- Quoted passage
◆ ◆ ◆ ◆

# Black Beans won't soften



## JGDean

Today I have been cooking some black beans after soaking in boiled water for one hour. These little guys are refusing to soften. Any ideas???


----------



## Andy M.

Several possibilities:

First, if the beans are old, they won't easily soften.
Second, if you put anything acidic in the water too early in the cooking process, that will retard the softening.

What did yo put in the water and how long have they been cooking?


----------



## JGDean

*black beans*

Bottled water, smoke turkey neck, some sliced garlic


----------



## JGDean

*beans*

About 2 hours


----------



## Claire

I learned what Andy said (i.e., that when they're old, sometimes dried beans of any kind will never soften) a number of years ago.  Since you cannot tell how old a bag of beans is when you buy it, it can be unpredictable.  So ... I've taken to almost always using canned beans, especially when I need a predictable result.  It's one thing to have to toss out a dish I'm making just for hubby and me.  Yet another thing to have to start all over on a dish that takes hours when you're making it for company.  My turning point was when we were on the road and bought anasazi beans at a market in rural Colorado that was famous for its fresh produce --- and they never softened.  Now I'm afraid that I rarely cook beans from dried any more (never say never or always) because I dislike having put 3 hours into something I have to throw away.

◆ ◆ ◆ ◆

- Given information
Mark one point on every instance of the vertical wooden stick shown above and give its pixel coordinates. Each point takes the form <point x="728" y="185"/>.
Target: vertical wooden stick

◆ ◆ ◆ ◆

- Instruction
Retype everything in the black beans thread from "Second, if you" down to "they been cooking?". Work from the thread about black beans and nothing else.

- Reply to the task
Second, if you put anything acidic in the water too early in the cooking process, that will retard the softening.

What did yo put in the water and how long have they been cooking?